Set exercise — Copy out the part that opens with the line containing "Point out the low shrub." and closes with the line containing "[577,200,682,355]", both lines included, keeping the requests as they are. Scale every box coordinate in the answers by 1.25, rounding each result to a whole number with halves going up, and give only these lines.

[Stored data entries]
- - - - -

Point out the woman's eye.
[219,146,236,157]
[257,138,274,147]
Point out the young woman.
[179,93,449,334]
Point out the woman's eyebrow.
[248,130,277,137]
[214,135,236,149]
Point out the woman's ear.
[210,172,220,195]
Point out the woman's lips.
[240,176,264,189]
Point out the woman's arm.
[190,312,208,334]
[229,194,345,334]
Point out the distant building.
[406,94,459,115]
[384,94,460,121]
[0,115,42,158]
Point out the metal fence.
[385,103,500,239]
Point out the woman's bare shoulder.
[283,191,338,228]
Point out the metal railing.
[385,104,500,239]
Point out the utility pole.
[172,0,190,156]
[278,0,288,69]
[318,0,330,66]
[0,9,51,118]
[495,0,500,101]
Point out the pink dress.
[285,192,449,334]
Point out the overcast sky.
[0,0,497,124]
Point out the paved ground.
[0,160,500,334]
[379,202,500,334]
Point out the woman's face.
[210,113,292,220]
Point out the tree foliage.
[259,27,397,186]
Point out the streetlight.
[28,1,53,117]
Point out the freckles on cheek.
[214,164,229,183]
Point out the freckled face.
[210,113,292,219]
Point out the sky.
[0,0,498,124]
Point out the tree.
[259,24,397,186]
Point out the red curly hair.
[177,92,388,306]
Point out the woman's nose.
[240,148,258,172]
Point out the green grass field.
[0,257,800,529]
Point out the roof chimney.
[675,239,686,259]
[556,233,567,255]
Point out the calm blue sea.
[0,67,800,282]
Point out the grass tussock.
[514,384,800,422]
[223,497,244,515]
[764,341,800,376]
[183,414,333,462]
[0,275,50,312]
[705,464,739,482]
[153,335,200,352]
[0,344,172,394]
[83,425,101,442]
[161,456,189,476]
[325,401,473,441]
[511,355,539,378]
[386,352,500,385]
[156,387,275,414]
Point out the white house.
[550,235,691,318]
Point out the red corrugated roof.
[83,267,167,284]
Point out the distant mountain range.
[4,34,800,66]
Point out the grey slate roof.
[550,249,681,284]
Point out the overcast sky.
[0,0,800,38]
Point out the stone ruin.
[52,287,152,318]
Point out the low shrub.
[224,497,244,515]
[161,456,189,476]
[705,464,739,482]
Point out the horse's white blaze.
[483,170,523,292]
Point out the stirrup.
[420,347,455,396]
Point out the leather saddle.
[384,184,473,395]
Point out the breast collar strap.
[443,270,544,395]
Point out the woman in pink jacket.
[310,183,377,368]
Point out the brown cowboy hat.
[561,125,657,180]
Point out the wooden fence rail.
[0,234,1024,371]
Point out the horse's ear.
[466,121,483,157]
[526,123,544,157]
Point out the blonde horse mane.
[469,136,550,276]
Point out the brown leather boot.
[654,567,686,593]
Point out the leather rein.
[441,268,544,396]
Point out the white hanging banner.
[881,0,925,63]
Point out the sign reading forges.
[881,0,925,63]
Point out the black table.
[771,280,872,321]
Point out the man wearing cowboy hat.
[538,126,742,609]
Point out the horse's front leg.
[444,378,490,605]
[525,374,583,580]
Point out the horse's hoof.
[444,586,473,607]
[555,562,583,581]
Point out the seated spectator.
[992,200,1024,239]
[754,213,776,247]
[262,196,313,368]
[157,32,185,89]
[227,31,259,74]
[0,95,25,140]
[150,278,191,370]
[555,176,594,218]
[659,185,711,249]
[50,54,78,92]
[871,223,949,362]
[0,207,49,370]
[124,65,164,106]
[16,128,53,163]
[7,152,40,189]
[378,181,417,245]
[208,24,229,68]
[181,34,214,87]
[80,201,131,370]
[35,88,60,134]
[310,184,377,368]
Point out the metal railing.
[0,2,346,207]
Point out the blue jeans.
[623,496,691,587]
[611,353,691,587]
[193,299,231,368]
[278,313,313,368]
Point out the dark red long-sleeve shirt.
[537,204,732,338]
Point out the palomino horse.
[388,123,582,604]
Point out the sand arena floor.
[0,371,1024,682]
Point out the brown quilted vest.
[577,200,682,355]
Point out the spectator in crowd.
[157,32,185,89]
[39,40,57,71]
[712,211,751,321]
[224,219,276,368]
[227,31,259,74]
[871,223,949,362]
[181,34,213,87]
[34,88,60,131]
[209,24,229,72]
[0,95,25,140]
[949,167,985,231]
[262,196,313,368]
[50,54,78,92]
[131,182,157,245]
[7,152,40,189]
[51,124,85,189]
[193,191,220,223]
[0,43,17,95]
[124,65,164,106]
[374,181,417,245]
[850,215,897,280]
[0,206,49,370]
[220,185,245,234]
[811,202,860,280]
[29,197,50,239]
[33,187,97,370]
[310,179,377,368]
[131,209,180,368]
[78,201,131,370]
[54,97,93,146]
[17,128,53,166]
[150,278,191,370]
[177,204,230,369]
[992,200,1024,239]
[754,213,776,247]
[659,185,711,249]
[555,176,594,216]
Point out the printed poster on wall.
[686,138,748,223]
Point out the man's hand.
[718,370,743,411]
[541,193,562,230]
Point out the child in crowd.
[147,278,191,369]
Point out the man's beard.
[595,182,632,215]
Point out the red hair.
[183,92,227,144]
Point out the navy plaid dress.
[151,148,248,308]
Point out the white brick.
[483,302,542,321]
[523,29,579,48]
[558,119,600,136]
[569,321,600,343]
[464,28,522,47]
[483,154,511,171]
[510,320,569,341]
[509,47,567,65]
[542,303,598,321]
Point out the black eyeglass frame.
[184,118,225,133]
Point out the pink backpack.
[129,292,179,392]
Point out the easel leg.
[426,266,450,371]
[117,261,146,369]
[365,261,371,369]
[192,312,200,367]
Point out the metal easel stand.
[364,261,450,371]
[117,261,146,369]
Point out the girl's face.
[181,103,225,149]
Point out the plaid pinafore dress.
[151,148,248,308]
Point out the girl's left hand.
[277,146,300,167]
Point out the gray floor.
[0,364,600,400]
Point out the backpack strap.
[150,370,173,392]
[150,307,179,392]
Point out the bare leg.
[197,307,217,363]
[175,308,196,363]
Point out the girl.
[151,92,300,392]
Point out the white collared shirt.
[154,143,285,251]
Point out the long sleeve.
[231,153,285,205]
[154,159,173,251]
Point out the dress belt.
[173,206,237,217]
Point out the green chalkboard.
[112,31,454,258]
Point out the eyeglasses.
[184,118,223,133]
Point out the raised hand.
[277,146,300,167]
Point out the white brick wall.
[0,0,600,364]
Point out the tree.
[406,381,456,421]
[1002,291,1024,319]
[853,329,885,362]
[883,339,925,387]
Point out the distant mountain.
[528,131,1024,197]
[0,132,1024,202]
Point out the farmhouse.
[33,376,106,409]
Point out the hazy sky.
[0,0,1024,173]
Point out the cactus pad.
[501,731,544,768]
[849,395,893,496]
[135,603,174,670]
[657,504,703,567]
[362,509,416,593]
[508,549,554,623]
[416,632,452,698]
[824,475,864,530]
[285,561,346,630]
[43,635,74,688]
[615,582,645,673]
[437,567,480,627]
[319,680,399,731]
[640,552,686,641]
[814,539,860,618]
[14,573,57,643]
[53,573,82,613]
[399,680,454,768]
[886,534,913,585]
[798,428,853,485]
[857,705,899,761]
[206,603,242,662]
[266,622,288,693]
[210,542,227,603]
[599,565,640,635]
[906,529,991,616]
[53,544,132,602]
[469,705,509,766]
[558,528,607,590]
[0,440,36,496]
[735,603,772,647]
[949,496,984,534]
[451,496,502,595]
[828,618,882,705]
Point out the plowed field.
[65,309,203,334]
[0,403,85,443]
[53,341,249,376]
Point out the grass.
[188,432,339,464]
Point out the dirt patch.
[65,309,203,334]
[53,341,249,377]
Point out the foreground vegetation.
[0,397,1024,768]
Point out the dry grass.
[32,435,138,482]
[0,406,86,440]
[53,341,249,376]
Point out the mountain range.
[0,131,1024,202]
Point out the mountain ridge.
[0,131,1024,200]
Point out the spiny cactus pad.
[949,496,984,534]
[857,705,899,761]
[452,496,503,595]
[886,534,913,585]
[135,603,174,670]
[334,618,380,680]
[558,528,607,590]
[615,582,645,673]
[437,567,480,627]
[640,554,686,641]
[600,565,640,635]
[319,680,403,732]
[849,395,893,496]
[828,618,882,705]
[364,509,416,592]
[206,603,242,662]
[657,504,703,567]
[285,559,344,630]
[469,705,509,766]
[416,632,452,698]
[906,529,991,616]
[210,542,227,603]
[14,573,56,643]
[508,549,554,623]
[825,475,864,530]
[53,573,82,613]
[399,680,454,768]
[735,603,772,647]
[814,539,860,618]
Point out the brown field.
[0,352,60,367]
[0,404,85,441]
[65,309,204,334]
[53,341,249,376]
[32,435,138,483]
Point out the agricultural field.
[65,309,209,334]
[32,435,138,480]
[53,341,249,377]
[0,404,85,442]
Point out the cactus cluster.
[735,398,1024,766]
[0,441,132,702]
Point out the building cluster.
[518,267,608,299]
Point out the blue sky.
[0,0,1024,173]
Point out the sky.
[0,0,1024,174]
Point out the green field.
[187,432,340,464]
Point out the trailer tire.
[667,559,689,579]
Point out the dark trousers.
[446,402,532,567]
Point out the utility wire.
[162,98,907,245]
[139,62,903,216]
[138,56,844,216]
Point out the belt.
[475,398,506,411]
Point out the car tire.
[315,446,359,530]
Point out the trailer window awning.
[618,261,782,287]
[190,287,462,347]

- - - - -

Result of this exercise —
Point out the low shrub.
[280,621,305,644]
[201,570,236,595]
[881,580,924,603]
Point out the horse's white blaze.
[604,213,654,365]
Point out the stirrup.
[525,434,569,495]
Point out the leather saddle.
[480,230,591,494]
Point out the breast collar strap.
[554,338,680,494]
Point out the woman in pink jacket.
[388,229,471,460]
Point out the brown cowboy hat.
[701,156,821,225]
Point out the wooden fence rail.
[0,293,1280,464]
Point out the horse's ear.
[583,151,604,196]
[658,154,680,196]
Point out the blonde horse mane.
[586,170,688,345]
Point out the brown leather boot.
[818,709,858,741]
Point out the leather rein.
[551,335,680,495]
Point out the white hanging banner.
[1101,0,1156,79]
Point out the sign reading forges.
[1101,0,1156,79]
Point out the black table.
[964,350,1090,401]
Point out the man wearing cowboy hat.
[673,158,928,761]
Point out the horse's front leg.
[555,473,613,756]
[656,468,729,725]
Point out the horse's hoof.
[555,733,591,759]
[694,703,729,726]
Point out the seated spectator.
[1240,250,1280,299]
[943,266,970,309]
[328,245,391,460]
[196,40,231,111]
[284,39,324,93]
[0,119,31,175]
[188,348,239,463]
[694,220,743,273]
[824,231,889,311]
[63,68,98,115]
[1089,279,1186,453]
[0,259,61,463]
[155,81,205,133]
[20,160,66,204]
[9,190,50,236]
[473,226,521,306]
[260,30,286,85]
[226,43,268,109]
[100,251,164,463]
[44,110,75,168]
[388,230,471,460]
Point out the metal railing.
[0,3,433,259]
Point out the blue jeans.
[779,620,864,734]
[764,441,864,734]
[241,374,289,460]
[348,391,391,460]
Point out the dark red long-sleeve shirt.
[671,255,915,423]
Point out the palomino horse.
[485,154,728,755]
Point out the sand arena floor.
[0,464,1280,853]
Point out the brown quilted vest.
[721,250,853,444]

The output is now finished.